## Your objective:
Copy the following rows word for word, omitting the picture.

— Start Exercise inputs —

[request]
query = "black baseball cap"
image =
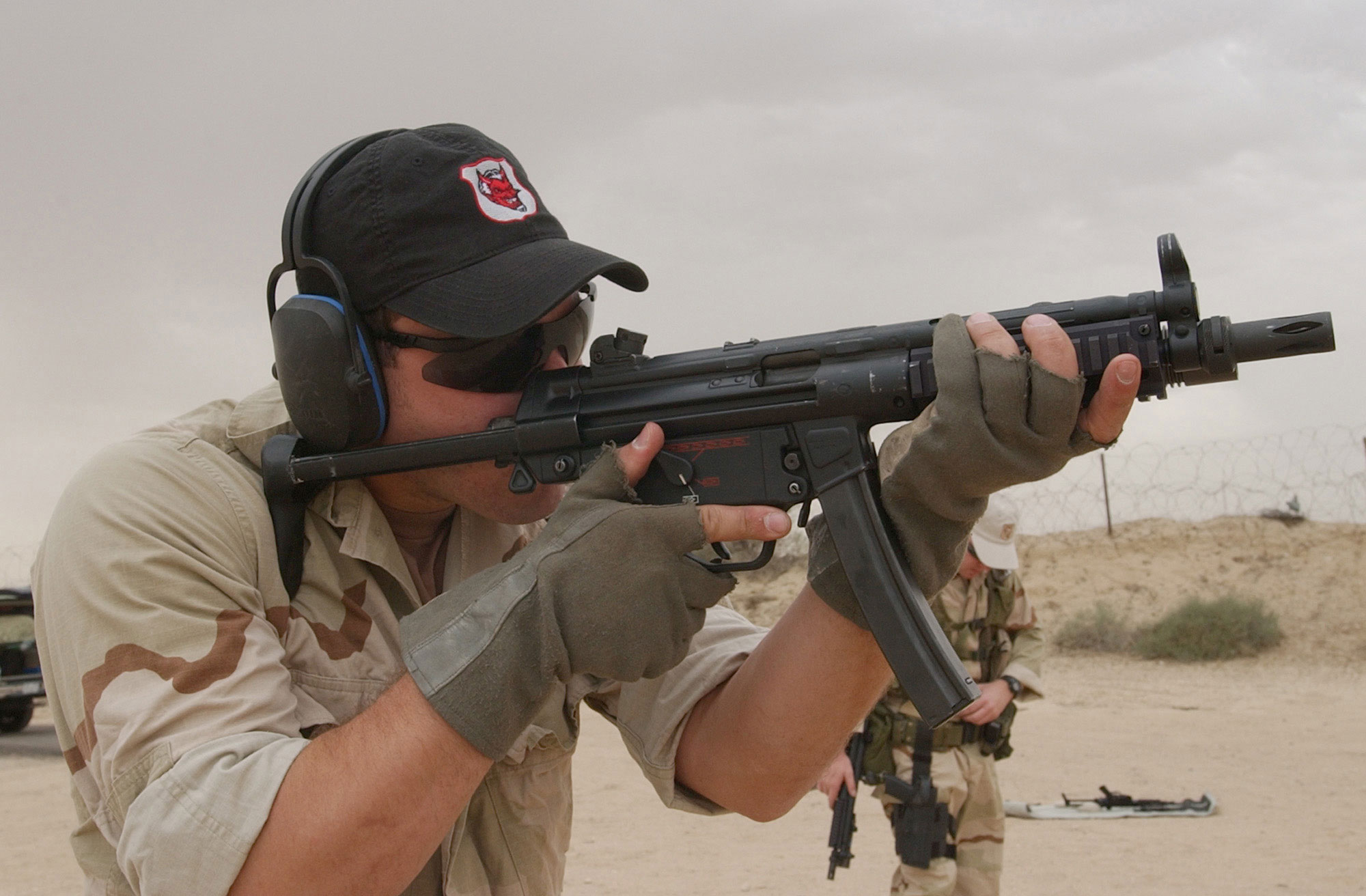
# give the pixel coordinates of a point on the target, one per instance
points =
(442, 225)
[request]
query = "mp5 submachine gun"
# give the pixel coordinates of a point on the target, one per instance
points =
(786, 421)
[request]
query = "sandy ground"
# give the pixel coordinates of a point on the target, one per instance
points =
(1281, 742)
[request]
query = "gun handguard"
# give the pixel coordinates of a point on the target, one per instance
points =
(842, 820)
(786, 421)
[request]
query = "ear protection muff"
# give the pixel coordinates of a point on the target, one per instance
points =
(324, 359)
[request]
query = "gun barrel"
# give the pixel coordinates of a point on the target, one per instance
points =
(1283, 337)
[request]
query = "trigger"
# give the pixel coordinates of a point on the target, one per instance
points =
(521, 481)
(677, 471)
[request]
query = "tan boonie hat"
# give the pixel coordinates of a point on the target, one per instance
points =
(994, 536)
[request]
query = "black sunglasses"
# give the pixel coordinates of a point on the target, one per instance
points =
(502, 364)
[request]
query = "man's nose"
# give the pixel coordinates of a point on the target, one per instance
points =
(558, 361)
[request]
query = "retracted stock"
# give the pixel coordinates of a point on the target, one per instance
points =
(787, 421)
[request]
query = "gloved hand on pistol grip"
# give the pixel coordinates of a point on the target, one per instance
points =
(998, 421)
(606, 591)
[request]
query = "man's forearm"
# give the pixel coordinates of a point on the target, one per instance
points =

— End Exercise inputs —

## Worked solution:
[request]
query = "black baseball cap"
image =
# give the pixel coordinates of a point on the target, one per instance
points =
(442, 225)
[request]
query = "mp5 submachine gun"
# give the pixel coordinates of a point on the target, one per instance
points =
(786, 421)
[request]
query = "sandy ground"
# give the pixel coordinates of a point on the target, one per instance
points =
(1281, 742)
[request]
query = "gun handguard"
# give the pixel coordinates of a point on the target, one per instance
points =
(842, 820)
(786, 421)
[request]
query = "ear protection muff"
# give the pixel coordinates of a point on the target, one per instance
points =
(324, 359)
[request]
query = "gun barrel"
# give the pixel coordinates of a point on the target, one per instance
points =
(1283, 337)
[request]
query = "trigger"
# give the pixel coordinates of a point on the target, one per instance
points =
(521, 481)
(677, 471)
[request]
query = "tan boonie hat"
# give the pixel coordinates of a point on the target, one per instance
points =
(994, 536)
[request]
query = "black sunglasses"
# give the pixel coordinates of a point on the target, one per instance
points =
(502, 364)
[request]
query = "man's nose"
# give the pixel coordinates of a point on the target, one per instance
points =
(558, 361)
[request]
query = "retracted stock"
# give the pixel coordinates of a point on the target, one per instance
points =
(787, 421)
[request]
query = "gloved hand on pistol grip"
# give the pixel coordinates of a point on the target, one per instance
points =
(998, 421)
(606, 591)
[request]
query = "man's forearm"
# give the pixel coordinates of a point on the target, one per instance
points =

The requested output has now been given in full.